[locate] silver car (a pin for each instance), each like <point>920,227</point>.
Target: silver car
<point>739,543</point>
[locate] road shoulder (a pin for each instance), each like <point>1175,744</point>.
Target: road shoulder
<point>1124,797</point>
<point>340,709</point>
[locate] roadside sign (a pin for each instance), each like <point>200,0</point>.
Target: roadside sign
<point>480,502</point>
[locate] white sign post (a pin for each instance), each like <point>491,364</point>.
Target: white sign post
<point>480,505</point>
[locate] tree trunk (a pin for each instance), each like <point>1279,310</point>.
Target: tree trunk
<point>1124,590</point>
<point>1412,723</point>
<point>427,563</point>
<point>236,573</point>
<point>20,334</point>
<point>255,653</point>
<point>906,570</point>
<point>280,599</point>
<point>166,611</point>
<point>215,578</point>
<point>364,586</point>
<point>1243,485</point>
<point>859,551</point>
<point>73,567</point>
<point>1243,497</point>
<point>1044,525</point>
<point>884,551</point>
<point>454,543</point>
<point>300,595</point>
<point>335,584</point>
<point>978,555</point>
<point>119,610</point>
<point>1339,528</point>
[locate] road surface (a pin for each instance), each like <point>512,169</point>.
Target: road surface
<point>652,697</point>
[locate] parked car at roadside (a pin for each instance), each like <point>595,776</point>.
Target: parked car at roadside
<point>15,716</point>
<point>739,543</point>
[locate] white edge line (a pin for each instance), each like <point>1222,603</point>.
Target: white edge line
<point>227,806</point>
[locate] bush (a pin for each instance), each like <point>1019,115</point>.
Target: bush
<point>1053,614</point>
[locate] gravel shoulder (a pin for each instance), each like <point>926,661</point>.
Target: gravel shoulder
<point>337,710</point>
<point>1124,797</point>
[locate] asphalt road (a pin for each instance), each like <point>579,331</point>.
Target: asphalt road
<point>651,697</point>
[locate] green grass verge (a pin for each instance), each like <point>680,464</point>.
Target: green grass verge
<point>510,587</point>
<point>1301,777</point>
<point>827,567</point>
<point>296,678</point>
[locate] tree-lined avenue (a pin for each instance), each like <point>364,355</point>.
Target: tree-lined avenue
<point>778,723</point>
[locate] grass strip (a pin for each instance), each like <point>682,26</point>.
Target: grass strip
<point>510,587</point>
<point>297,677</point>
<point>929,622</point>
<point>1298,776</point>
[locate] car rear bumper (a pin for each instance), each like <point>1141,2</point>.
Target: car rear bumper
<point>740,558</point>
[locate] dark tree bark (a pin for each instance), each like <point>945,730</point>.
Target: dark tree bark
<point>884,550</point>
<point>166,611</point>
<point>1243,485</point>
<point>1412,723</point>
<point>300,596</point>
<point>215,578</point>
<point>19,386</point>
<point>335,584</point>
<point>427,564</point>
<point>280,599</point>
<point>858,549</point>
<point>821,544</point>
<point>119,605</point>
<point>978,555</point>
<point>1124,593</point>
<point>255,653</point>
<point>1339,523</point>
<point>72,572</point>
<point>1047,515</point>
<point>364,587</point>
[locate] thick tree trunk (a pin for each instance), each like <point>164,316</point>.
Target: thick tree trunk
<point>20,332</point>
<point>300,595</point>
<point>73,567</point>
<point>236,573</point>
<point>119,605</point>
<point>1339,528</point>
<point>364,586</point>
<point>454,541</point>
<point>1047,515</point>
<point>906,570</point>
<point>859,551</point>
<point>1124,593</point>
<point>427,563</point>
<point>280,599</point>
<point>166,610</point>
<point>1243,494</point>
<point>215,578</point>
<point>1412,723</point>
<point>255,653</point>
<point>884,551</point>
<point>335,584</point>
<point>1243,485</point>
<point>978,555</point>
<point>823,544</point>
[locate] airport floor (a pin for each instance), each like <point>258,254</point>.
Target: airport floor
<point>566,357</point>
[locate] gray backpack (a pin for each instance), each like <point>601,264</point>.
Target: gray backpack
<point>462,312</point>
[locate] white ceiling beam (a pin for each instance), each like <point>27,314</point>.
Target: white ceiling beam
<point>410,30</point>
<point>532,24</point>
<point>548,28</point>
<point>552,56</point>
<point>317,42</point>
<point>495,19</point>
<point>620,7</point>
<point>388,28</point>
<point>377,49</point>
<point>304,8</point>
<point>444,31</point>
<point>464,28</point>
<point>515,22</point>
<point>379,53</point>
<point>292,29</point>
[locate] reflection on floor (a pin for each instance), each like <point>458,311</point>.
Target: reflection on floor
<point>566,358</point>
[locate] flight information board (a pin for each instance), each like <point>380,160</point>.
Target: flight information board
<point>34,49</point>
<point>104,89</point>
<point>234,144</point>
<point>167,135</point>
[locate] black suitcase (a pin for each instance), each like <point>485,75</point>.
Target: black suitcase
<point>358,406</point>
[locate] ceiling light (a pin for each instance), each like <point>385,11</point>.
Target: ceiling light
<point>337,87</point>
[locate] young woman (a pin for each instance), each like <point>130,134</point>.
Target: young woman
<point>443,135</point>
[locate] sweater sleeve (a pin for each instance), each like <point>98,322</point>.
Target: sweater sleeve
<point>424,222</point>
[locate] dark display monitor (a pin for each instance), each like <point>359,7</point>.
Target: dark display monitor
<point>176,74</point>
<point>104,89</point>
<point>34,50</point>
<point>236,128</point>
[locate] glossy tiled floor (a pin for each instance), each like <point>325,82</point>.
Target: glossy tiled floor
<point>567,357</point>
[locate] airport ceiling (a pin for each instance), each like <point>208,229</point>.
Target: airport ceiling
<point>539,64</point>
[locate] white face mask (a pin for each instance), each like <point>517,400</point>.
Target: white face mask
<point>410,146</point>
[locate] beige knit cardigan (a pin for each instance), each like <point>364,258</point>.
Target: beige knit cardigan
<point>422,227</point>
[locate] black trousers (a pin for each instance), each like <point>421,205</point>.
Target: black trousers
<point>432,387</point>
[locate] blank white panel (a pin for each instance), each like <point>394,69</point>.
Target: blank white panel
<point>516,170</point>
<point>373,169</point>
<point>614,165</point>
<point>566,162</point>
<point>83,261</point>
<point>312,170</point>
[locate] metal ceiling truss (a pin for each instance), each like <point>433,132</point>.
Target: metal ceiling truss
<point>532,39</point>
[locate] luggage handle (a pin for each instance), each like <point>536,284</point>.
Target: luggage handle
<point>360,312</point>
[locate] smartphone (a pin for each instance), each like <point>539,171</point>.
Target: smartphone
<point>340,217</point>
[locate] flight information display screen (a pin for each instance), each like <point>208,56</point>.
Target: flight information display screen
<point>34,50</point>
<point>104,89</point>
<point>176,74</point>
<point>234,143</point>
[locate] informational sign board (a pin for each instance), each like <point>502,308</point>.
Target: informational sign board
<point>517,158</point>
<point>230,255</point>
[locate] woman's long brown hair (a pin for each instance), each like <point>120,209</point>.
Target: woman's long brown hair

#####

## [WRITTEN EXERCISE]
Reproduce all of the data above verbatim, line for line, with no changes.

## [ANSWER BELOW]
[locate] silver car (a pin for each instance), each like <point>920,227</point>.
Target: silver car
<point>739,543</point>
[locate] road shoulder (a pin for each instance), each like <point>1175,744</point>.
Target: road shoulder
<point>1124,797</point>
<point>340,709</point>
[locate] roadside sign (a pin for each instance), each like <point>200,0</point>.
Target: roadside sign
<point>480,502</point>
[locate] white sign post (a pin for each instance), each like <point>491,364</point>.
Target: white sign post
<point>480,505</point>
[locate] tree trunk (a pin for each instance), each like <point>1279,310</point>.
Target: tree trunk
<point>1124,590</point>
<point>1412,723</point>
<point>427,563</point>
<point>236,573</point>
<point>20,334</point>
<point>255,653</point>
<point>906,570</point>
<point>280,599</point>
<point>166,611</point>
<point>215,578</point>
<point>364,586</point>
<point>1243,485</point>
<point>859,551</point>
<point>73,567</point>
<point>1243,497</point>
<point>1044,525</point>
<point>884,551</point>
<point>454,543</point>
<point>300,595</point>
<point>335,584</point>
<point>978,555</point>
<point>119,610</point>
<point>1339,528</point>
[locate] road surface (a pin for each instance), each like <point>512,169</point>.
Target: road surface
<point>652,697</point>
[locate] parked car at roadside (a pin for each instance), each like <point>595,776</point>.
Target: parked car at roadside
<point>15,716</point>
<point>739,543</point>
[locate] white edge line (a pin for each instance), each like <point>1222,603</point>.
Target: white edge line
<point>227,806</point>
[locate] bush (a pin for each instance), each like <point>1019,115</point>.
Target: bush
<point>1053,614</point>
[locate] gravel shoulder (a pin for each instance), each like <point>926,661</point>.
Target: gravel shoulder
<point>337,710</point>
<point>1124,797</point>
[locate] asphalt road (a pin for each instance), each like <point>579,331</point>.
Target: asphalt road
<point>651,697</point>
[locate] green grass verge (a pin for each instance), each like <point>680,464</point>.
Target: green grass verge
<point>510,587</point>
<point>1301,777</point>
<point>827,567</point>
<point>296,678</point>
[locate] tree-lined avenue (a pin for each instance), each like <point>364,355</point>.
Target: tree-lined avenue
<point>778,723</point>
[locate] grass strip (a pin for each instance), each like <point>682,26</point>.
Target: grass strip
<point>510,587</point>
<point>297,677</point>
<point>929,622</point>
<point>1298,776</point>
[locate] car rear bumper (a pin for each instance), each like <point>1141,2</point>.
Target: car rear bumper
<point>740,558</point>
[locate] dark tree bark (a pin for each instance), each like <point>945,730</point>.
Target: dark tree bark
<point>884,550</point>
<point>166,611</point>
<point>1243,485</point>
<point>1412,723</point>
<point>300,596</point>
<point>215,578</point>
<point>19,386</point>
<point>335,584</point>
<point>427,564</point>
<point>280,599</point>
<point>858,549</point>
<point>821,544</point>
<point>119,605</point>
<point>978,555</point>
<point>1124,593</point>
<point>255,653</point>
<point>1339,523</point>
<point>72,572</point>
<point>1047,515</point>
<point>364,587</point>
[locate] thick tree trunk (a pin for each instance), each like <point>164,316</point>.
Target: thick tree trunk
<point>20,332</point>
<point>300,595</point>
<point>73,567</point>
<point>236,573</point>
<point>119,605</point>
<point>1339,528</point>
<point>364,586</point>
<point>454,541</point>
<point>1047,515</point>
<point>906,570</point>
<point>859,551</point>
<point>1124,593</point>
<point>427,563</point>
<point>280,599</point>
<point>166,610</point>
<point>1243,494</point>
<point>215,578</point>
<point>1412,723</point>
<point>255,653</point>
<point>884,551</point>
<point>335,584</point>
<point>1243,485</point>
<point>978,555</point>
<point>823,544</point>
[locate] airport floor (a pin for each instance), each like <point>258,254</point>.
Target: airport floor
<point>566,357</point>
[locate] gray backpack (a pin for each instance), each like <point>601,264</point>.
Target: gray backpack
<point>462,312</point>
[locate] white ceiling beam (a pin for each instance), each like <point>27,314</point>.
Target: white ceiling beam
<point>410,30</point>
<point>532,24</point>
<point>548,28</point>
<point>552,56</point>
<point>317,42</point>
<point>495,19</point>
<point>620,7</point>
<point>388,28</point>
<point>377,49</point>
<point>304,8</point>
<point>444,31</point>
<point>464,28</point>
<point>515,22</point>
<point>379,53</point>
<point>292,29</point>
[locate] reflection on floor (a pin for each instance), each like <point>458,311</point>.
Target: reflection on floor
<point>566,358</point>
[locate] flight information board (a pin for each instance), each like <point>380,160</point>.
Target: flight information board
<point>34,49</point>
<point>104,89</point>
<point>234,144</point>
<point>167,135</point>
[locate] black suitcase (a pin for each instance), each like <point>485,75</point>.
Target: black suitcase
<point>358,406</point>
[locate] ceiling light (a pin for each instance), each like <point>385,11</point>.
Target: ceiling light
<point>337,87</point>
[locate] young woman (a pin for each instance), each like <point>130,134</point>.
Target: young woman
<point>443,135</point>
[locate] sweater sleeve (a pin for each instance), each like <point>98,322</point>.
Target: sweater sleeve
<point>424,222</point>
[locate] dark display monitor (a pin for each instance), each like <point>359,7</point>.
Target: dark display monitor
<point>176,74</point>
<point>104,89</point>
<point>34,50</point>
<point>236,128</point>
[locate] glossy tiled floor (a pin for each instance), each like <point>325,82</point>.
Target: glossy tiled floor
<point>567,357</point>
[locate] airport ceiling (a pin for each instance), each like <point>208,229</point>.
Target: airport ceiling
<point>539,64</point>
[locate] white face mask (a pin for each instance), each like <point>517,400</point>.
Target: white face mask
<point>410,146</point>
[locate] beige knit cardigan (a pin for each instance), each like <point>364,258</point>.
Target: beige knit cardigan
<point>422,227</point>
[locate] black trousers (a pin for each instance), each like <point>421,205</point>.
Target: black trousers
<point>432,387</point>
[locate] blank white panel (a pin for each instance), each like <point>394,69</point>.
Target: blank white panel
<point>516,170</point>
<point>373,169</point>
<point>614,165</point>
<point>566,162</point>
<point>83,261</point>
<point>312,170</point>
[locate] metal ceiling truss (a pin for each instance), each like <point>433,132</point>.
Target: metal ceiling truss
<point>532,39</point>
[locate] luggage handle (a pin for each instance), each like <point>536,284</point>.
Target: luggage handle
<point>360,312</point>
[locate] smartphone (a pin for each instance), each like <point>539,171</point>.
Target: smartphone
<point>340,217</point>
[locate] flight information display screen (a pin for each instance), each like <point>208,56</point>.
Target: flight information display screen
<point>34,50</point>
<point>104,89</point>
<point>176,74</point>
<point>234,143</point>
[locate] informational sign board (a pin for each instance), each like <point>502,308</point>.
Target: informational sign board
<point>517,158</point>
<point>230,255</point>
[locate] woman's long brown hair (a pin for each instance), each like <point>120,209</point>.
Target: woman's long brown hair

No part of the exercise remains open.